Quick question regarding tablespaces

Started by Mike Rylanderabout 22 years ago9 messageshackers

miker@purplefrog.com

about 22 years ago

Now that PG will have tablespaces I can stick my really high I/O data on a
fiberchannel array, and save some money by putting the rest of it (also the
majority of it) on less expensive SCSI RAID sets. Will I also be able to
tune individual tablespaces with the likes of random_page_cost? Sorry if I
missed this somewhere...

TIA

--miker

Gavin Sherry

swm@linuxworld.com.au

about 22 years ago

In reply to: Mike Rylander (#1)

Re: Quick question regarding tablespaces

Hi Mike,

In this release, unfortunately not.

I had some idea early on of putting rand_page_cost in pg_tablespace and
having the planner have access to it for costing. I didn't actually get
around to it but. :-(

Gavin

On Mon, 28 Jun 2004, Mike Rylander wrote:

Show quoted text

Now that PG will have tablespaces I can stick my really high I/O data on a
fiberchannel array, and save some money by putting the rest of it (also the
majority of it) on less expensive SCSI RAID sets. Will I also be able to
tune individual tablespaces with the likes of random_page_cost? Sorry if I
missed this somewhere...

TIA

--miker

---------------------------(end of broadcast)---------------------------
TIP 1: subscribe and unsubscribe commands go to majordomo@postgresql.org

!DSPAM:40e47cf853041767292179!

Available data:

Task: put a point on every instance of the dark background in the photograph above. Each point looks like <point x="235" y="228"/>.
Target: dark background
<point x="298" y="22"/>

What you will do:
[a] Copy the stretch of the tablespaces thread from "Gavin Sherry" through "release, unfortunately not.".
[b] Does each of these statements agree with the tablespaces thread? (i) Mike wants to put his really high I/O data on a fiberchannel array. (ii) Tablespaces can be tuned individually with random_page_cost in this release. (iii) Gavin added rand_page_cost to pg_tablespace so the planner could use it for costing. Answer yes or no for each, quoting the words of the thread that decide it.
[c] Can you continue the thread on PostgreSQL tablespaces from the point where it stops?

Exercise responses:
[a]
Gavin Sherry

swm@linuxworld.com.au

about 22 years ago

In reply to: Mike Rylander (#1)

Re: Quick question regarding tablespaces

Hi Mike,

In this release, unfortunately not.

[b]
(i) Yes: "I can stick my really high I/O data on a fiberchannel array"
(ii) No: "In this release, unfortunately not."
(iii) No: "I didn't actually get around to it but."

[c]
Mike Rylander

miker@purplefrog.com

about 22 years ago

In reply to: Gavin Sherry (#2)

Re: Quick question regarding tablespaces

On Thursday 01 July 2004 06:43 pm, Gavin Sherry wrote:

Hi Mike,

In this release, unfortunately not.

That't too bad, but it's not that urgent I suppose.

I had some idea early on of putting rand_page_cost in pg_tablespace and
having the planner have access to it for costing. I didn't actually get
around to it but. :-(

Well, I haven't looked at the PG source before, but if you have some specific
design ideas I would be glad to help out. I'm just not sure where (or when,
with the official release coming (sort of) soon) to start, but with some
pointers I'll do what I can!

-miker

Show quoted text

Gavin

On Mon, 28 Jun 2004, Mike Rylander wrote:

Now that PG will have tablespaces I can stick my really high I/O data on
a fiberchannel array, and save some money by putting the rest of it (also
the majority of it) on less expensive SCSI RAID sets. Will I also be
able to tune individual tablespaces with the likes of random_page_cost?
Sorry if I missed this somewhere...

TIA

--miker

---------------------------(end of broadcast)---------------------------
TIP 1: subscribe and unsubscribe commands go to majordomo@postgresql.org

!DSPAM:40e47cf853041767292179!

Gavin Sherry

swm@linuxworld.com.au

about 22 years ago

In reply to: Mike Rylander (#3)

Re: Quick question regarding tablespaces

On Thu, 1 Jul 2004, Mike Rylander wrote:

On Thursday 01 July 2004 06:43 pm, Gavin Sherry wrote:

Hi Mike,

In this release, unfortunately not.

That't too bad, but it's not that urgent I suppose.

I had some idea early on of putting rand_page_cost in pg_tablespace and
having the planner have access to it for costing. I didn't actually get
around to it but. :-(

Well, I haven't looked at the PG source before, but if you have some specific
design ideas I would be glad to help out. I'm just not sure where (or when,
with the official release coming (sort of) soon) to start, but with some
pointers I'll do what I can!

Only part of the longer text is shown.